> Location annotation dataset excerpts

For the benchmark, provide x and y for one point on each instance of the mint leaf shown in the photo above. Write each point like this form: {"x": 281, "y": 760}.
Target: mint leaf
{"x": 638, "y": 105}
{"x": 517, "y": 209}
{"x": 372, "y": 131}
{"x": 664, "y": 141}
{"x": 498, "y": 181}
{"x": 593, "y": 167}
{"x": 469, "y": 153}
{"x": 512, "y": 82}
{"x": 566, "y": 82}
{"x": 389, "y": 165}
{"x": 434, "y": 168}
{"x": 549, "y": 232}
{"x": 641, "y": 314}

> PROBLEM TO WORK ON
Rewrite the items with every occurrence of "mint leaf" changed to "basil leaf", leaving everything else as it is.

> EXERCISE SOLUTION
For the benchmark, provide x and y for one point on each instance of the basil leaf shown in the photo above. Write each point like this form: {"x": 281, "y": 760}.
Target: basil leaf
{"x": 638, "y": 105}
{"x": 517, "y": 209}
{"x": 372, "y": 131}
{"x": 664, "y": 141}
{"x": 498, "y": 181}
{"x": 593, "y": 167}
{"x": 469, "y": 153}
{"x": 512, "y": 82}
{"x": 566, "y": 82}
{"x": 389, "y": 165}
{"x": 434, "y": 168}
{"x": 549, "y": 232}
{"x": 641, "y": 314}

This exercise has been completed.